Within the entries that follow, report how many lines contain the word "every", giving the number by itself.

== == ==

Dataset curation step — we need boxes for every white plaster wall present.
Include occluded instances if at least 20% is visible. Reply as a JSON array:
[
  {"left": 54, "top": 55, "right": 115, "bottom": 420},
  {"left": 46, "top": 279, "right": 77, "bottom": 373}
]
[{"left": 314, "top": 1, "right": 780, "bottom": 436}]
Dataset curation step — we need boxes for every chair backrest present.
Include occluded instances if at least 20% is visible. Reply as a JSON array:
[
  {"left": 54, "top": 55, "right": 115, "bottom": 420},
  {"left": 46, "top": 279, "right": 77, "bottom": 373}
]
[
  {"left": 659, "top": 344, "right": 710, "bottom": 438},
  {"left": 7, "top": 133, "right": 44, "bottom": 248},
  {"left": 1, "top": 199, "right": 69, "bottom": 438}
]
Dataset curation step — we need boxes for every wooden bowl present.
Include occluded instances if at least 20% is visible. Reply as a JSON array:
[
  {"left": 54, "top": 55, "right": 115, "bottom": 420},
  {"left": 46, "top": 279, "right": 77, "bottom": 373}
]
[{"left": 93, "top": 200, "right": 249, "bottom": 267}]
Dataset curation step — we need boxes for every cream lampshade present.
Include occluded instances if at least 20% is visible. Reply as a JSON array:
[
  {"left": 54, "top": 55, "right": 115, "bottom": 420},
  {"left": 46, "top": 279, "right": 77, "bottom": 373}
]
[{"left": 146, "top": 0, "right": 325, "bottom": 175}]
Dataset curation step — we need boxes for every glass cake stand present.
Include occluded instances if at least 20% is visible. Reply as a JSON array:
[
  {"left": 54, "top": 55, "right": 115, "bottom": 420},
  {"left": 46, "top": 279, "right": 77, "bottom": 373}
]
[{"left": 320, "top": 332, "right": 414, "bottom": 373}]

== == ==

• _Exercise solution_:
5